-------- Available data --------

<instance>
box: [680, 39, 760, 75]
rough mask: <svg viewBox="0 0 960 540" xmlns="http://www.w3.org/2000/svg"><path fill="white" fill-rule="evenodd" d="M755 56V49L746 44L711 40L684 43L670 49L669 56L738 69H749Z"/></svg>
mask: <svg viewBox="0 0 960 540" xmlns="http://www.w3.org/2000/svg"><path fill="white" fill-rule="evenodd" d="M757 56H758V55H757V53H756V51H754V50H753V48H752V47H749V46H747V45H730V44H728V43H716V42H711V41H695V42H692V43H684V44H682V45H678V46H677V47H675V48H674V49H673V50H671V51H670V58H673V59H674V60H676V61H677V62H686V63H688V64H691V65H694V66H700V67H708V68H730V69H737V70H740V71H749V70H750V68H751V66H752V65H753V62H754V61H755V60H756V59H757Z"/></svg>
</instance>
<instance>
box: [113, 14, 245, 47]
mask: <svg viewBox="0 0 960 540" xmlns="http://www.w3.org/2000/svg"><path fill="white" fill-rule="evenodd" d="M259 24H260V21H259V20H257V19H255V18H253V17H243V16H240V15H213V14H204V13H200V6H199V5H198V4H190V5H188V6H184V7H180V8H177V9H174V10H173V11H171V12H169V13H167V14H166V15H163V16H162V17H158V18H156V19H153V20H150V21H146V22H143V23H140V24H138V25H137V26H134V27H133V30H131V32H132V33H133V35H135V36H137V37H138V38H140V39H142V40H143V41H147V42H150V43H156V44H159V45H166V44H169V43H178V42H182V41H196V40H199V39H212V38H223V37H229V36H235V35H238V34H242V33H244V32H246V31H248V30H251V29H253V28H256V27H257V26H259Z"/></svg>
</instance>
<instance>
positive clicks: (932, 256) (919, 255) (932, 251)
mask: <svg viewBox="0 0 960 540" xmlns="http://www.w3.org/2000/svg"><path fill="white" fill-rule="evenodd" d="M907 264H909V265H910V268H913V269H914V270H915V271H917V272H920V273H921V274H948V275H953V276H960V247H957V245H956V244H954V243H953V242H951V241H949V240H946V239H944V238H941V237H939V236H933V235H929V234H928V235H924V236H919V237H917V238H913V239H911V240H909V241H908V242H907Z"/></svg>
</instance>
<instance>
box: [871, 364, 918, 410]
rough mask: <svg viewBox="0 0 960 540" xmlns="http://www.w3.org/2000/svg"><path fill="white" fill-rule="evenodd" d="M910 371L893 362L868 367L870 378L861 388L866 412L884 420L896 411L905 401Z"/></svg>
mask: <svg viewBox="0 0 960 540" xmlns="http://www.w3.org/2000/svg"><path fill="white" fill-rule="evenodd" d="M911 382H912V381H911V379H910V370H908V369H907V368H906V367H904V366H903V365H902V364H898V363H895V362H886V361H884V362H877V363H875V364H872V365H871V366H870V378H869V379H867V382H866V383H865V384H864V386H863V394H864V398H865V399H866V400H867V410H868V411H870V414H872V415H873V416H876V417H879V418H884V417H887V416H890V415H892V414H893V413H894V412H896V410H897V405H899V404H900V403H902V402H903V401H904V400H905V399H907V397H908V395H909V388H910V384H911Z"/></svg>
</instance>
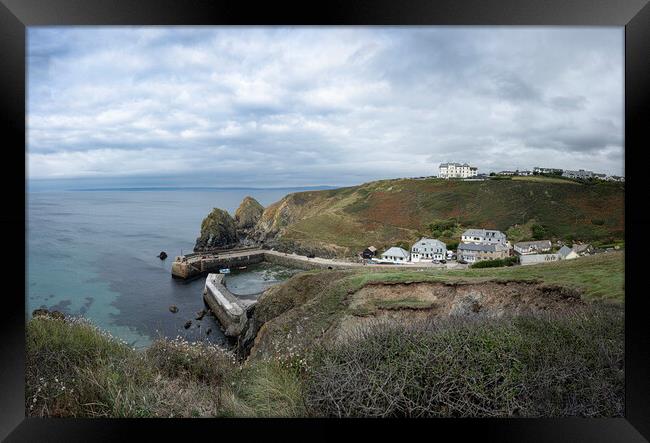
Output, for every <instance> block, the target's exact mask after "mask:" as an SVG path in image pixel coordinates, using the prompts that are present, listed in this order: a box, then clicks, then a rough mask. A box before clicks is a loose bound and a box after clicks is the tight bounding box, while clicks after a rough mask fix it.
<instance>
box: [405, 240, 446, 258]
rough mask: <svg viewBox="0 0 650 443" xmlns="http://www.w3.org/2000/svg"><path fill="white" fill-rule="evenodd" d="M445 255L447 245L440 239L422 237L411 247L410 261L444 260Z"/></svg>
mask: <svg viewBox="0 0 650 443" xmlns="http://www.w3.org/2000/svg"><path fill="white" fill-rule="evenodd" d="M446 256H447V245H445V244H444V243H443V242H441V241H440V240H436V239H433V238H426V237H423V238H421V239H420V240H418V241H417V242H415V243H414V244H413V246H412V247H411V261H413V262H419V261H423V260H426V261H431V260H444V259H445V257H446Z"/></svg>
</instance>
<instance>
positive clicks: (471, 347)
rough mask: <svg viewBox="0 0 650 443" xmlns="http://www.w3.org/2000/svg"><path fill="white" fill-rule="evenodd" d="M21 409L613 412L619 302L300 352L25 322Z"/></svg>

--------

Lay out every line of the entries above as a JSON list of strings, one string per line, with blank lines dropped. Leave the pictures out.

» Output below:
[
  "<instance>",
  "box: [680, 39, 760, 75]",
  "rough mask: <svg viewBox=\"0 0 960 540\" xmlns=\"http://www.w3.org/2000/svg\"><path fill=\"white\" fill-rule=\"evenodd\" d=\"M755 56V49L746 44L711 40L684 43L670 49L669 56L738 69H749Z\"/></svg>",
  "mask: <svg viewBox=\"0 0 960 540\" xmlns=\"http://www.w3.org/2000/svg\"><path fill=\"white\" fill-rule=\"evenodd\" d=\"M757 56H758V55H757V53H756V51H754V50H753V48H752V47H749V46H747V45H730V44H728V43H716V42H711V41H695V42H692V43H684V44H682V45H678V46H677V47H675V48H674V49H673V50H671V51H670V58H673V59H674V60H676V61H677V62H686V63H688V64H691V65H694V66H700V67H708V68H730V69H737V70H740V71H749V70H750V68H751V66H752V65H753V62H754V61H755V60H756V59H757Z\"/></svg>",
  "</instance>",
  "<instance>",
  "box: [113, 14, 245, 47]",
  "mask: <svg viewBox=\"0 0 960 540\" xmlns=\"http://www.w3.org/2000/svg\"><path fill=\"white\" fill-rule=\"evenodd\" d=\"M259 24H260V21H259V20H257V19H255V18H253V17H243V16H240V15H213V14H204V13H200V6H199V5H198V4H190V5H188V6H184V7H180V8H177V9H174V10H173V11H171V12H169V13H167V14H166V15H163V16H162V17H158V18H156V19H153V20H150V21H146V22H143V23H140V24H138V25H137V26H134V27H133V30H131V32H132V33H133V35H135V36H137V37H138V38H140V39H142V40H143V41H147V42H150V43H156V44H159V45H166V44H169V43H178V42H182V41H196V40H199V39H212V38H223V37H229V36H235V35H238V34H242V33H244V32H246V31H248V30H251V29H253V28H256V27H257V26H259Z\"/></svg>",
  "</instance>",
  "<instance>",
  "positive clicks: (932, 256) (919, 255) (932, 251)",
  "mask: <svg viewBox=\"0 0 960 540\" xmlns=\"http://www.w3.org/2000/svg\"><path fill=\"white\" fill-rule=\"evenodd\" d=\"M907 264H909V265H910V268H913V269H914V270H915V271H917V272H920V273H921V274H948V275H953V276H960V247H957V245H956V244H954V243H953V242H951V241H949V240H946V239H944V238H941V237H939V236H933V235H929V234H928V235H924V236H919V237H917V238H913V239H911V240H909V241H908V242H907Z\"/></svg>",
  "</instance>",
  "<instance>",
  "box: [871, 364, 918, 410]",
  "rough mask: <svg viewBox=\"0 0 960 540\" xmlns=\"http://www.w3.org/2000/svg\"><path fill=\"white\" fill-rule=\"evenodd\" d=\"M910 371L893 362L868 367L870 378L861 388L866 412L884 420L896 411L905 401Z\"/></svg>",
  "mask: <svg viewBox=\"0 0 960 540\" xmlns=\"http://www.w3.org/2000/svg\"><path fill=\"white\" fill-rule=\"evenodd\" d=\"M911 382H912V381H911V379H910V370H908V369H907V368H906V367H904V366H903V365H902V364H898V363H895V362H886V361H884V362H877V363H875V364H872V365H871V366H870V378H869V379H867V382H866V383H865V384H864V386H863V394H864V398H865V399H866V400H867V410H868V411H870V414H872V415H873V416H876V417H879V418H884V417H887V416H890V415H892V414H893V413H894V412H896V410H897V405H899V404H900V403H902V402H903V401H904V400H905V399H907V397H908V395H909V388H910V384H911Z\"/></svg>",
  "</instance>",
  "Output, for every <instance> block, the target's exact mask after \"mask:\" as an SVG path in image pixel coordinates, using the prompts that are present, listed in this order: a box, then clicks, then a rough mask. A box before clicks is a loose bound and a box after clicks is the tight bounding box, while clicks after a rough mask fix it.",
  "<instance>",
  "box: [405, 240, 446, 258]",
  "rough mask: <svg viewBox=\"0 0 650 443\" xmlns=\"http://www.w3.org/2000/svg\"><path fill=\"white\" fill-rule=\"evenodd\" d=\"M445 255L447 245L440 239L422 237L411 247L410 261L444 260Z\"/></svg>",
  "mask: <svg viewBox=\"0 0 650 443\" xmlns=\"http://www.w3.org/2000/svg\"><path fill=\"white\" fill-rule=\"evenodd\" d=\"M446 256H447V245H445V244H444V243H443V242H441V241H440V240H436V239H433V238H426V237H423V238H421V239H420V240H418V241H417V242H415V243H414V244H413V246H412V247H411V261H413V262H419V261H423V260H426V261H431V260H444V259H445V257H446Z\"/></svg>",
  "</instance>",
  "<instance>",
  "positive clicks: (471, 347)",
  "rough mask: <svg viewBox=\"0 0 650 443\" xmlns=\"http://www.w3.org/2000/svg\"><path fill=\"white\" fill-rule=\"evenodd\" d=\"M21 409L613 412L619 302L300 352L25 322Z\"/></svg>"
]